_TASK GOAL_. Please reproduce the records between the lines holding "One marker per instance of the building" and "114), (38, 54)]", inclusive, with the requests kept as they are and every coordinate in the answers rescaled by 0.95 and rounded to a whole number, halves rounding up. Return only those lines.

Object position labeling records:

** Start **

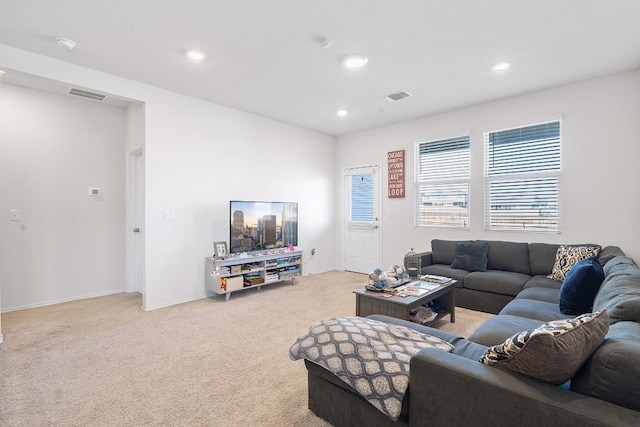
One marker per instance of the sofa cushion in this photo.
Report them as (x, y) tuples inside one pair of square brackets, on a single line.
[(621, 265), (620, 296), (552, 352), (471, 256), (539, 281), (508, 256), (532, 309), (495, 281), (444, 251), (496, 329), (542, 256), (568, 256), (608, 253), (446, 271), (549, 295), (612, 372), (580, 286)]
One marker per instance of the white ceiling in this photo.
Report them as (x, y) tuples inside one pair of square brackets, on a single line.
[(264, 56)]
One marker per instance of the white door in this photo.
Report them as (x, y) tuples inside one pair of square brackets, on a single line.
[(361, 219)]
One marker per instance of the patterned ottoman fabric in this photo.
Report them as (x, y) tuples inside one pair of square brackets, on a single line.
[(371, 356)]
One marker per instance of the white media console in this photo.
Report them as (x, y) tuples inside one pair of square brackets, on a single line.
[(232, 274)]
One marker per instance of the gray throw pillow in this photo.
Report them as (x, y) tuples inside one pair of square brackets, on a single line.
[(553, 352), (471, 256)]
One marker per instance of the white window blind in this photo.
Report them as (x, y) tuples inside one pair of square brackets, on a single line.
[(362, 198), (522, 178), (442, 172)]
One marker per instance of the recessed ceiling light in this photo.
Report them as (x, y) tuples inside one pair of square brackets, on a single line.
[(500, 66), (354, 61), (66, 43), (325, 44), (195, 55)]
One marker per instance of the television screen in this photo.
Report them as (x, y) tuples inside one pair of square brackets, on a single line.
[(257, 226)]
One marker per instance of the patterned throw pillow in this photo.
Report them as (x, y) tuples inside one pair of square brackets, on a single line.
[(553, 352), (568, 256)]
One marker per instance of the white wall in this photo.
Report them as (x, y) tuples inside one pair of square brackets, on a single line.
[(198, 156), (601, 168), (67, 245)]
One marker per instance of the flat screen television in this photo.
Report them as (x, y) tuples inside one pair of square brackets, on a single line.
[(257, 226)]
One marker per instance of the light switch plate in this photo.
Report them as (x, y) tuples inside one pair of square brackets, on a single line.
[(169, 214), (15, 215)]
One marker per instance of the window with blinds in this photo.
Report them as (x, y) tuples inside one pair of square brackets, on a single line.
[(522, 178), (442, 172), (362, 208)]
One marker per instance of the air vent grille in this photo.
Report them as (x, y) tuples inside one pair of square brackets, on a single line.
[(396, 96), (86, 94)]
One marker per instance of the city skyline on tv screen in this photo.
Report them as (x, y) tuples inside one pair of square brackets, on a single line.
[(258, 225)]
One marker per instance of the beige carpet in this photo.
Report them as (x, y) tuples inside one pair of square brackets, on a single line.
[(105, 362)]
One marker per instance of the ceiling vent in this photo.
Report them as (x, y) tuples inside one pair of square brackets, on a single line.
[(396, 96), (86, 94)]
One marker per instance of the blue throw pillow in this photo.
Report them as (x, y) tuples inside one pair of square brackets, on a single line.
[(580, 286)]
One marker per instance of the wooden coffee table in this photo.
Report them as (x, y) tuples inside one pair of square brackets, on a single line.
[(371, 302)]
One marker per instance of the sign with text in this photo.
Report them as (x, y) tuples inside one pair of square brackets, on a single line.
[(395, 162)]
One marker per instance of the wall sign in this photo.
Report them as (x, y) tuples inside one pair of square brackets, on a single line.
[(395, 162)]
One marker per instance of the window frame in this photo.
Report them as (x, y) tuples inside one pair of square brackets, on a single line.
[(542, 180), (442, 182)]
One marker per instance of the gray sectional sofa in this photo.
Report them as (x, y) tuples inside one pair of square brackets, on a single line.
[(456, 389)]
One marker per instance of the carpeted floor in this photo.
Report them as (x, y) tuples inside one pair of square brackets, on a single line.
[(105, 362)]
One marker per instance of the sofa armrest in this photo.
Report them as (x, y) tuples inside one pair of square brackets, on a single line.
[(425, 258), (447, 389)]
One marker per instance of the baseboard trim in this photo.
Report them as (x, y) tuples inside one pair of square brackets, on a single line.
[(60, 301)]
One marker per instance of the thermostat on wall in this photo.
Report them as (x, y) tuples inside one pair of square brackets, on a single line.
[(95, 191)]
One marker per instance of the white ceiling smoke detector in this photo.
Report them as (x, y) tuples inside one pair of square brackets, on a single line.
[(66, 43), (498, 67), (354, 61), (325, 44), (195, 55)]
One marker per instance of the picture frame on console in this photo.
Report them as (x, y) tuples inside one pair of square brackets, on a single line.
[(220, 249)]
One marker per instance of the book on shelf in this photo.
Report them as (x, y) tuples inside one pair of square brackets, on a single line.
[(428, 286), (410, 291)]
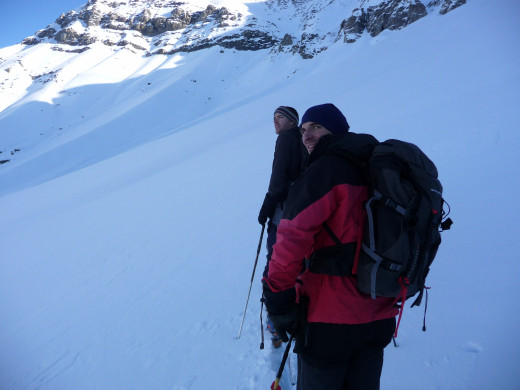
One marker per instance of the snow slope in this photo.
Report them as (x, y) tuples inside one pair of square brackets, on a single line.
[(128, 237)]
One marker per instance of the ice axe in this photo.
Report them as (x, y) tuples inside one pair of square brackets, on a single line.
[(252, 278), (276, 383)]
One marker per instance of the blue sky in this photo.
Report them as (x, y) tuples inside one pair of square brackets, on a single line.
[(22, 18)]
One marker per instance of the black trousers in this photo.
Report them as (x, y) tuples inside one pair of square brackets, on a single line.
[(342, 357)]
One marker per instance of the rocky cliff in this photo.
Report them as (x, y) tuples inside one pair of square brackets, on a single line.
[(291, 26)]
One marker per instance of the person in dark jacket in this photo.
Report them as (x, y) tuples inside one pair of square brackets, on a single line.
[(289, 157), (341, 332), (288, 160)]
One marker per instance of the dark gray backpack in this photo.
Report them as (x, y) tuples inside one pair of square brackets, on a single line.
[(404, 220), (401, 235)]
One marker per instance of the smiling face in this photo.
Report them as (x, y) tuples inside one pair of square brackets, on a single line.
[(282, 123), (311, 134)]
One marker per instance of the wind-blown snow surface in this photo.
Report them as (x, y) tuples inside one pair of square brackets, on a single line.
[(128, 237)]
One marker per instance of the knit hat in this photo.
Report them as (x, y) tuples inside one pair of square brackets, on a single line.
[(327, 115), (289, 112)]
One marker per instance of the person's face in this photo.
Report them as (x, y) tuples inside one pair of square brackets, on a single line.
[(311, 134), (281, 123)]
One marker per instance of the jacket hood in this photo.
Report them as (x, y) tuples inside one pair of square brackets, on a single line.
[(358, 146)]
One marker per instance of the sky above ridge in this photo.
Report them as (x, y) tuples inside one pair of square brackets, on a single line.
[(22, 18)]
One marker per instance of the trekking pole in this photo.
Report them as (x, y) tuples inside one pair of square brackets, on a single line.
[(276, 383), (252, 278)]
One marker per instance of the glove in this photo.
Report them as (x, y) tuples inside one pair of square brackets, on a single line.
[(267, 210), (283, 311)]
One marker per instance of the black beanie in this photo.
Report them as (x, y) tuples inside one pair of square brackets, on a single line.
[(327, 115), (289, 112)]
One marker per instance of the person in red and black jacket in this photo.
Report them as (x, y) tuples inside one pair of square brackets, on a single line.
[(341, 339)]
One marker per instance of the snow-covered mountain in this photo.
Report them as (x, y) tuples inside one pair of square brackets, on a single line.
[(127, 42), (132, 180), (168, 27)]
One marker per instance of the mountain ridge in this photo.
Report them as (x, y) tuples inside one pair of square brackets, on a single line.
[(168, 27)]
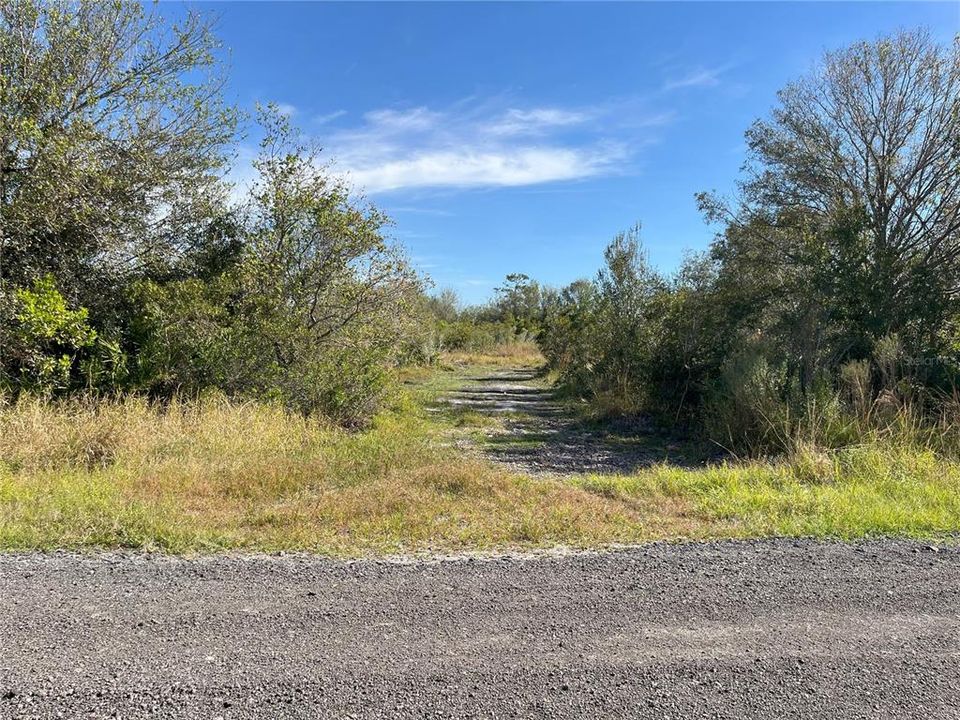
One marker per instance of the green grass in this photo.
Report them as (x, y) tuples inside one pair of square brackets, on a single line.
[(214, 475), (855, 492)]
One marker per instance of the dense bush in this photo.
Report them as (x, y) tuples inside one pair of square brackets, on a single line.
[(828, 306), (124, 266)]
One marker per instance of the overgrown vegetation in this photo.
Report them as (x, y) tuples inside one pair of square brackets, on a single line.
[(826, 310), (213, 474), (124, 264)]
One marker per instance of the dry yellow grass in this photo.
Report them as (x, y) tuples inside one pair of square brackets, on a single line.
[(214, 475), (516, 354)]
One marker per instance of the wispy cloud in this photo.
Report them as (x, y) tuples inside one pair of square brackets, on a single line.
[(699, 77), (329, 117), (476, 145)]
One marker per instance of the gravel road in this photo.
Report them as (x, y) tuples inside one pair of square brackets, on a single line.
[(765, 629)]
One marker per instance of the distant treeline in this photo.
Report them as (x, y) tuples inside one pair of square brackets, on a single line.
[(127, 263), (829, 304)]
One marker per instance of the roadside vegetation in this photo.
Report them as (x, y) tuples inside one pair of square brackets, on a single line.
[(187, 365)]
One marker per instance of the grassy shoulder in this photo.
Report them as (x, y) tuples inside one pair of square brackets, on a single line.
[(214, 475)]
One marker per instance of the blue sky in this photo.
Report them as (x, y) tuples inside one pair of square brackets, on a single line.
[(521, 137)]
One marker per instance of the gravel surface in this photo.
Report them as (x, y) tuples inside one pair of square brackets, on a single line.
[(541, 435), (760, 629)]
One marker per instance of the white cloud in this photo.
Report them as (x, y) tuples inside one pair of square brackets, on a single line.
[(473, 168), (472, 146), (329, 117), (537, 120), (701, 77)]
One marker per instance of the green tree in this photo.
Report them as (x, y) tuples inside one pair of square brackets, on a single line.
[(112, 137)]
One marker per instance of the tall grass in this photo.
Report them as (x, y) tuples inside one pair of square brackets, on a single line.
[(211, 474)]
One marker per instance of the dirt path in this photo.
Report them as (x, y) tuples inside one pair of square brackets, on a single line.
[(541, 434), (766, 629)]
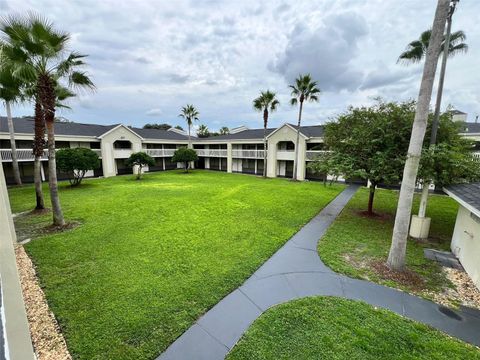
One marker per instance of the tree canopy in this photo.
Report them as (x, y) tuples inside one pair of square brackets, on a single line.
[(75, 162), (140, 159), (185, 156)]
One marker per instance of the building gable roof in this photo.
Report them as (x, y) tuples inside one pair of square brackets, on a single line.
[(468, 195)]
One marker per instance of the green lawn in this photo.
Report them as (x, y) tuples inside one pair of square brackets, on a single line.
[(333, 328), (353, 242), (151, 256)]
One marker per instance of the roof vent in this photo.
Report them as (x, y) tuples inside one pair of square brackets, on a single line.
[(238, 129)]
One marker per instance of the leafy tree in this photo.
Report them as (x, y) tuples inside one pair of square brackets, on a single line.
[(304, 89), (185, 156), (267, 101), (203, 131), (224, 130), (140, 159), (163, 126), (417, 49), (369, 143), (75, 162), (190, 114), (38, 54)]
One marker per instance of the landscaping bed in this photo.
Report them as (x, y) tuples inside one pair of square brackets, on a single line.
[(357, 245), (334, 328), (147, 258)]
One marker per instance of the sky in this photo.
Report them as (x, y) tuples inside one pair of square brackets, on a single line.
[(150, 58)]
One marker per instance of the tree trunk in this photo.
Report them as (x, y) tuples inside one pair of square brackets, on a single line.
[(371, 196), (295, 163), (436, 117), (38, 145), (37, 178), (16, 170), (423, 201), (396, 257), (265, 123), (47, 91)]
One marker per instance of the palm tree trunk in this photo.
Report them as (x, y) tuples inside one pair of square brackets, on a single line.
[(48, 100), (16, 170), (396, 257), (265, 123), (295, 163), (436, 117), (37, 179), (38, 145)]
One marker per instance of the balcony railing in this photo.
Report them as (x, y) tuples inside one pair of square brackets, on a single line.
[(248, 154), (160, 152), (212, 152)]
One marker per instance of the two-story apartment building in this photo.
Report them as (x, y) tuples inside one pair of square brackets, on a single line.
[(240, 151)]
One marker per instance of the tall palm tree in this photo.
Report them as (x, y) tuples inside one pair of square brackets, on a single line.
[(304, 89), (417, 49), (39, 54), (396, 256), (190, 114), (267, 101), (10, 92)]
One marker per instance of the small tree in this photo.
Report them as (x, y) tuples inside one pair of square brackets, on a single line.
[(369, 143), (76, 162), (185, 156), (140, 159)]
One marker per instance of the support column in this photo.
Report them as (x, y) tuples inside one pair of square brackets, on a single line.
[(229, 157)]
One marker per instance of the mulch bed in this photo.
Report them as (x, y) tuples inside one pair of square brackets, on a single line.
[(48, 341)]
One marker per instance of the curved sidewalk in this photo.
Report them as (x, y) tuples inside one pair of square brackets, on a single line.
[(296, 271)]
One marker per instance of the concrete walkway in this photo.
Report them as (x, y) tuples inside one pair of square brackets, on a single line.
[(296, 271)]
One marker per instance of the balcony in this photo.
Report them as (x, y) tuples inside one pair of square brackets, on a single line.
[(288, 155), (313, 154), (212, 152), (160, 152), (122, 153), (248, 154)]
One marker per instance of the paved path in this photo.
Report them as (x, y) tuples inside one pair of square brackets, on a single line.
[(296, 271)]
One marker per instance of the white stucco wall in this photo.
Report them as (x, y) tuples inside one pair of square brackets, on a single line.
[(466, 243)]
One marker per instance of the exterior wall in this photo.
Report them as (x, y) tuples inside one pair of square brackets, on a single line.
[(466, 243), (108, 154), (285, 133)]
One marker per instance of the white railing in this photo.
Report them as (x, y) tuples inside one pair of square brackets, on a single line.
[(212, 152), (248, 154), (313, 154), (160, 152)]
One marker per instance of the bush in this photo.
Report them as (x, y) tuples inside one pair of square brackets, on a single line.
[(185, 156), (76, 162), (140, 160)]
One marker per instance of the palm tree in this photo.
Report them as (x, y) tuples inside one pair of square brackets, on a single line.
[(10, 92), (396, 256), (417, 49), (38, 53), (190, 114), (266, 102), (304, 89), (224, 130)]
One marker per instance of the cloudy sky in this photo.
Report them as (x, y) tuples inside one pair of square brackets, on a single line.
[(149, 58)]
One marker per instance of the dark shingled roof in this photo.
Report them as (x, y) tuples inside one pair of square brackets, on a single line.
[(160, 134), (252, 134), (470, 193), (25, 125)]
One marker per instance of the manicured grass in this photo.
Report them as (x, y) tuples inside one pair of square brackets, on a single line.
[(354, 241), (333, 328), (151, 256)]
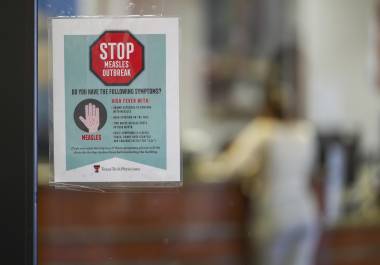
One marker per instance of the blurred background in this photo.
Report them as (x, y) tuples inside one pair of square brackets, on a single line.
[(317, 59)]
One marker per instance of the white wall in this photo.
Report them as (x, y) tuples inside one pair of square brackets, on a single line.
[(336, 44)]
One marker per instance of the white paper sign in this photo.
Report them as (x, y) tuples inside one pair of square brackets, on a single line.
[(115, 98)]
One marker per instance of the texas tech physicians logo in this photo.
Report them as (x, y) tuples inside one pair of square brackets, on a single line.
[(96, 167)]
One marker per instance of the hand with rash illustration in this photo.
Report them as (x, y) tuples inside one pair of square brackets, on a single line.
[(91, 120)]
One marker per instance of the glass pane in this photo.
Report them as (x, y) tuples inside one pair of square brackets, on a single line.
[(279, 136)]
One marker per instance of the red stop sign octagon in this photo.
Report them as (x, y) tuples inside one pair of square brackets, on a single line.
[(117, 57)]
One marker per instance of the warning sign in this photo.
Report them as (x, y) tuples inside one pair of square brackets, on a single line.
[(117, 57)]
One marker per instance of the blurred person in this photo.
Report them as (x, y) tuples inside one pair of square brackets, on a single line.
[(273, 157)]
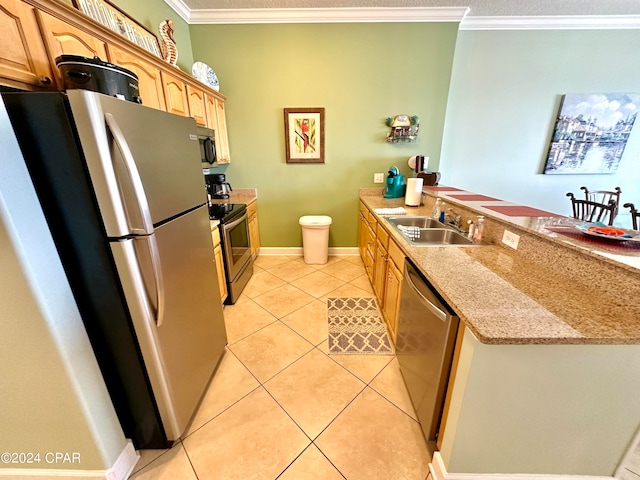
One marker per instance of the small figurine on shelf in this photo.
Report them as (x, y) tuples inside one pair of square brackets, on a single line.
[(168, 44), (403, 128)]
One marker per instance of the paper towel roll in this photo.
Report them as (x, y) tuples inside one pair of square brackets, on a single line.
[(414, 192)]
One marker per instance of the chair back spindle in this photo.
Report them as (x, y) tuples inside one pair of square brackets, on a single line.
[(603, 197), (635, 215), (590, 211)]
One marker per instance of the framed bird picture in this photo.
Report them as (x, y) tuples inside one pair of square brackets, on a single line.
[(304, 135)]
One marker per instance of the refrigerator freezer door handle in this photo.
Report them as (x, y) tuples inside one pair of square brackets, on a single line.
[(134, 175), (157, 277)]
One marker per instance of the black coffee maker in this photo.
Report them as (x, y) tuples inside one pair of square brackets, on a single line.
[(217, 187)]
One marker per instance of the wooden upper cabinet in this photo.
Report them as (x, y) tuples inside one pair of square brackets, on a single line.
[(197, 107), (149, 79), (64, 39), (175, 94), (23, 59), (222, 139)]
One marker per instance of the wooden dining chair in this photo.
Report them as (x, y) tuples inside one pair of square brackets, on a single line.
[(603, 196), (593, 211), (635, 215)]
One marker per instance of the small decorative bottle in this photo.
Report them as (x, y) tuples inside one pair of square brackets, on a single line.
[(437, 207)]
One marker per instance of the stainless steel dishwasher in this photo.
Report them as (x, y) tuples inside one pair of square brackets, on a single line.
[(427, 329)]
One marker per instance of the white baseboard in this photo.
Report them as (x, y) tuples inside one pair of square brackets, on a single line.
[(125, 463), (298, 251), (120, 470), (439, 472)]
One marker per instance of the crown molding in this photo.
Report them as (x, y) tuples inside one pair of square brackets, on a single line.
[(559, 22), (316, 15), (180, 8), (402, 14), (327, 15)]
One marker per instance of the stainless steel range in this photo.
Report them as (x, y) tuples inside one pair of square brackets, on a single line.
[(236, 245)]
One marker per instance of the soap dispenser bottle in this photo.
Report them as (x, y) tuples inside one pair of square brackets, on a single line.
[(477, 234), (442, 212), (437, 208)]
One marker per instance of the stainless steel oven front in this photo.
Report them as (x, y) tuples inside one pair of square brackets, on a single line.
[(236, 247)]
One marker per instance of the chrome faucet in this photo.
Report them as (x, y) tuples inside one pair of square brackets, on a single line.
[(454, 219)]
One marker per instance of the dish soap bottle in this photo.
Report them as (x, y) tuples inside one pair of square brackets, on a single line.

** End **

_PROBLEM SOLUTION_.
One marker per instance of the building gable roof in this photo.
Report them as (x, y) tuples inside one pair of square brackets, on a single line.
[(445, 185)]
One marker per instance of the green lawn in this photo.
Report them as (x, y) tuples inside one pair of square brackets, on a single line.
[(316, 312), (335, 230), (143, 243)]
One marker per instance of the roof vent in this photo.
Report them as (x, y) tuples inside one pair of square brackets, on a single line.
[(226, 123)]
One marker per instance of the leafy tree in this photo.
Report them as (x, y) tuples inside one pair of square brackets, on a single line.
[(289, 85), (176, 148), (254, 96), (193, 124), (213, 124), (133, 151), (155, 120), (396, 47), (351, 136), (71, 154), (181, 108), (36, 51)]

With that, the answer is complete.